_Problem requirements_
Every line of the material is to be repeated exactly as it stands.

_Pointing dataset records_
* Begin *

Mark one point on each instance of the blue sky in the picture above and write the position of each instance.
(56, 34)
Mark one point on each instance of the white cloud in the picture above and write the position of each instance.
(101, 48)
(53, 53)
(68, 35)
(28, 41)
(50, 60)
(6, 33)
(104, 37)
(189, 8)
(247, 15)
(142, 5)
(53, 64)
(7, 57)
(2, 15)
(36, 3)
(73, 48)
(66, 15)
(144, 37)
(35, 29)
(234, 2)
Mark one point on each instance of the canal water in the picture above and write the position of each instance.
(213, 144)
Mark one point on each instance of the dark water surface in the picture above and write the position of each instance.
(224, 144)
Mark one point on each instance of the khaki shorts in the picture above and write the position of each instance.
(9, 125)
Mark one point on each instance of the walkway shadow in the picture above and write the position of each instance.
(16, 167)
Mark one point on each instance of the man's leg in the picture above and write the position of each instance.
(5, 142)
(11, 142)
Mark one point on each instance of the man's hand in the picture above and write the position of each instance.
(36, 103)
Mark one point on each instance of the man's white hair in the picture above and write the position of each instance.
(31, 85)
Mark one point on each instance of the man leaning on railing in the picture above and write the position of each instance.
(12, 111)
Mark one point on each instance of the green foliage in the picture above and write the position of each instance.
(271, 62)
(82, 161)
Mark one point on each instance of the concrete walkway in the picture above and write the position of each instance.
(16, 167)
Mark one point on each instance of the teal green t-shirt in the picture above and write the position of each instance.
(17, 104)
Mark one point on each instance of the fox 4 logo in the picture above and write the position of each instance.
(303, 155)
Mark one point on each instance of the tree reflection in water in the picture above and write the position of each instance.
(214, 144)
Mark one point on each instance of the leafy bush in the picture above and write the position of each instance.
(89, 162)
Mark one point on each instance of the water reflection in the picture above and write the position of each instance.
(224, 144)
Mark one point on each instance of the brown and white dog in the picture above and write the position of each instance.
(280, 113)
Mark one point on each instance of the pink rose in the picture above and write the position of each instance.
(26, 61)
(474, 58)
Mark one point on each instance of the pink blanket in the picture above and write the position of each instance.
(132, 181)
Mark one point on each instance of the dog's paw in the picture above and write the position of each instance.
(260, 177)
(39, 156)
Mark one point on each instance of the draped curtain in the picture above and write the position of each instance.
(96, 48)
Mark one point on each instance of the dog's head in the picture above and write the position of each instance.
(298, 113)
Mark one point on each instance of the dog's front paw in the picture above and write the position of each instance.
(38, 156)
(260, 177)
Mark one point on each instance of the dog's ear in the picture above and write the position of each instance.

* End *

_Correct answer_
Mark one point on each instance of the blue sky in the picture above and write the position of each instance.
(56, 34)
Mark one point on each instance of the white cloud in the picture above and write the position of each instance.
(101, 48)
(53, 53)
(68, 35)
(28, 41)
(50, 60)
(6, 33)
(104, 37)
(189, 8)
(247, 15)
(142, 5)
(53, 64)
(7, 57)
(2, 15)
(36, 3)
(73, 48)
(66, 15)
(144, 37)
(35, 29)
(234, 2)
Mark one point on each instance of the canal water in the picture above and write the position of each instance.
(213, 144)
Mark one point on each instance of the dark water surface in the picture above and write the position of each instance.
(224, 144)
Mark one point on each instance of the khaki shorts in the picture above and write the position of each instance.
(9, 125)
Mark one point on each instance of the walkway shadow in the picture above and write the position of each instance.
(16, 167)
Mark one point on each instance of the man's leg in the picture above and write the position of each instance.
(5, 142)
(11, 142)
Mark one point on each instance of the man's hand in the picture above and write the position of each instance.
(36, 103)
Mark one point on each instance of the man's white hair in the picture above and write the position of each instance.
(31, 85)
Mark one point on each instance of the man leaning on railing in the picture above and write the position of each instance.
(12, 111)
Mark one point on each instance of the green foliage in the picture above and write the position of each instance.
(271, 62)
(82, 161)
Mark one point on each instance of the concrete walkway in the picture above and write the position of each instance.
(16, 167)
Mark one point on each instance of the teal green t-shirt in the picture above and write the position of each instance.
(17, 104)
Mark one point on each instance of the fox 4 logo in the picture above and write the position of each instance.
(303, 155)
Mark one point on each instance of the tree reflection in water in the picture above and write the position of each instance.
(214, 144)
Mark one point on each instance of the leafy bush in the picture above and write the position of each instance.
(89, 162)
Mark one point on each instance of the water reflection in the picture above and write the position of each instance.
(224, 144)
Mark one point on each instance of the brown and white dog in the picture above and write the position of each instance.
(280, 113)
Mark one point on each instance of the pink rose in the picture above and write the position of each instance.
(26, 61)
(474, 58)
Mark one point on each instance of the pink blanket in the picture above and write the position of each instance.
(132, 181)
Mark one point on each instance of the dog's paw in the picture above and write the position of each instance.
(260, 177)
(39, 156)
Mark one point on each instance of the draped curtain in the picture above and write the position of each instance.
(96, 48)
Mark one point on each instance of the dog's head in the picture above and write the position of each instance.
(298, 113)
Mark one point on each instance of the dog's front paw in the picture above and write the position of each instance.
(38, 156)
(260, 177)
Mark one point on each instance of the dog's ear in the picture above and write the position of each instance.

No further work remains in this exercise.